## Problem statement
Retype all of the data. Every line must match exactly.

## Data extract
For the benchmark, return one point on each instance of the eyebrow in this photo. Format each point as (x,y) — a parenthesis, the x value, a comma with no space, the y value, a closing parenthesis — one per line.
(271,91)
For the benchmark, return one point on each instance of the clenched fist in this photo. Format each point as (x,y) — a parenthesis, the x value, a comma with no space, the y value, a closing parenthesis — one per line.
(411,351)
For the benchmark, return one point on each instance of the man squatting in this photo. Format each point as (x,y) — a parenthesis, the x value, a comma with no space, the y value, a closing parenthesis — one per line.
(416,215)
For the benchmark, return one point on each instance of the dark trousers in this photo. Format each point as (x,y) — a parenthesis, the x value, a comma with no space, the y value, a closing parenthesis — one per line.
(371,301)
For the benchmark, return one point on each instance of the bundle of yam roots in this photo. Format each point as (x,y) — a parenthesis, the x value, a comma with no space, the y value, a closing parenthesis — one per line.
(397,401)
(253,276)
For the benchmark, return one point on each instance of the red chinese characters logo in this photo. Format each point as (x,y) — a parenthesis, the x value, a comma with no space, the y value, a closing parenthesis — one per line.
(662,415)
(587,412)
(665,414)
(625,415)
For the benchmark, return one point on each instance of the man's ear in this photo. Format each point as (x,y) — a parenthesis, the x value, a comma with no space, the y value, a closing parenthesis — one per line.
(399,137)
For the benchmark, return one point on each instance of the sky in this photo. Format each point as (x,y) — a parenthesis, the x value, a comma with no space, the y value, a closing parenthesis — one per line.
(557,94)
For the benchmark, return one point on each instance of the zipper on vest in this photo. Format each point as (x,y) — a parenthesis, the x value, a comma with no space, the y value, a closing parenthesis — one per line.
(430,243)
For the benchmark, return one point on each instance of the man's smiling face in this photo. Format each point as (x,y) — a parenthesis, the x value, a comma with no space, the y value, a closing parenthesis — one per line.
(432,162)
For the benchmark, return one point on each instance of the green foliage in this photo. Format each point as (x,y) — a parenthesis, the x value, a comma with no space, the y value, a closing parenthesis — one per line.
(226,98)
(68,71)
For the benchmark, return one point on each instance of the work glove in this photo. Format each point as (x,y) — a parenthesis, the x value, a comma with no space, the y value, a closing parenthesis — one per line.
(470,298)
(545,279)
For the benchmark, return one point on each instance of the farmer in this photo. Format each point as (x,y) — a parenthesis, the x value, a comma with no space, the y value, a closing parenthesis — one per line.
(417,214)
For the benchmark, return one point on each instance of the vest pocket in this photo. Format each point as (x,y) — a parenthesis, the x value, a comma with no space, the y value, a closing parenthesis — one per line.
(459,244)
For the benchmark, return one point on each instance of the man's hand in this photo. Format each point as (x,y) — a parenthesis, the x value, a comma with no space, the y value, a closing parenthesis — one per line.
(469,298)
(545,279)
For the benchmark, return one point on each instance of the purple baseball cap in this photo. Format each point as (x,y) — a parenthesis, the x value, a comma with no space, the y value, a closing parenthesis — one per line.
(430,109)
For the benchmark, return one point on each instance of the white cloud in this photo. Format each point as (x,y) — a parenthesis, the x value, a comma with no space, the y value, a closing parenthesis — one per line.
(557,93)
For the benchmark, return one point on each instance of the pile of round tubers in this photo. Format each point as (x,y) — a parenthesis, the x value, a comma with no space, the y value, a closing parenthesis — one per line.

## Exercise output
For the benchmark, return one point on each instance of the eyebrow in this photo. Format each point as (x,y) — a parenthesis, the x value, a comma with no space, the y value, a closing parenthesis — one per line.
(271,91)
For the benchmark, return one point on each instance of the clenched fist in this photo. Format each point as (x,y) — a parenthesis, the x value, a comma with no space, the y value, a closing parenthesis — one per line.
(411,351)
For the benchmark, return one point on each instance of the man squatting in this photo. Format each point as (x,y) — a parenthesis, the x value, a comma with no space, the y value, a closing parenthesis — one per line.
(416,215)
For the benchmark, return one point on each instance of the dark trousers in this photo. Format each point as (x,y) — a parenthesis, the x value, a comma with no space, the y value, a closing parenthesis — one per line.
(371,301)
For the benchmark, return one point on each instance of the bundle of yam roots in this photo. Format each point as (x,y) — a parenthesis, the x value, a comma with no space, the y value, a closing parenthesis — one per line.
(397,401)
(253,276)
For the benchmark, return one point on each instance of the red chinese characters logo in this photo. Format each point as (x,y) — a parenthesis, the x value, a comma with no space, the y value, a closing parenthesis — one per line.
(662,415)
(587,412)
(665,414)
(625,415)
For the benchmark, return one point on each instance of the man's ear in this photo. Format each point as (x,y) — a parenthesis, the x value, a comma with no space, the y value, a closing parenthesis — one per line.
(399,137)
For the benchmark, return one point on each instance of the sky in this photo. Format each point as (x,y) — a parenthesis, the x value, a comma with no space, the y value, a closing parenthesis — one per line.
(557,94)
For the benchmark, return one point on each instance of the zipper on vest in this photo. Format each point as (x,y) — a parenthesis, the x value, a comma with no space, the y value, a closing parenthesis — one per line.
(430,243)
For the benchmark, return one point on each instance of the man's smiling face in this photo. Format each point as (x,y) — a parenthesis, the x value, a comma with no space, the y value, a closing parenthesis — one per line.
(432,162)
For the benchmark, return one point on each instance of the green foliage in this photo. Format each point as (x,y) — a parenthesis, the x value, a comma with no space, the y value, a closing parenthesis — one per line.
(226,98)
(68,71)
For the benchmark, return one point on each instance of the work glove in this photo. Format each point as (x,y) — a parenthesis, the x value, a comma with no space, the y value, a closing parenthesis — one per line.
(470,298)
(545,279)
For the benchmark, return one point on each instance of the farmer in this photo. Format each point as (x,y) — a parenthesis, the x value, a comma with no space, the y value, a closing parenthesis — one per line.
(417,214)
For the benchmark, return one point on each instance of the vest pocket in this photo. Format each point as (x,y) — a parenthesis, the x value, a comma with no space, the y value, a closing parenthesis — one per line.
(459,244)
For the benchmark, return one point on each instance of the man's hand in this photo. Format each point as (x,y) — a parenthesis, the x value, a comma with no space, the y value, a closing parenthesis — one per line.
(469,298)
(545,279)
For the benchmark, return one point on each instance of the purple baseball cap in this photo. Format each point as (x,y) — a parenthesis, the x value, a comma with no space, the y value, a closing parenthesis — one per line.
(430,109)
For the benchmark, return one point on each instance of the white cloud in this photo. Format each point as (x,y) — a parenthesis, the x value, a comma with no space, the y value, a closing parenthesis — one per line.
(557,93)
For the benchmark, return one point on each instance of the pile of round tubers in this photo. Format each point as (x,y) — a parenthesis, the x value, a comma with no space, the y value, a closing parenthesis — one per line.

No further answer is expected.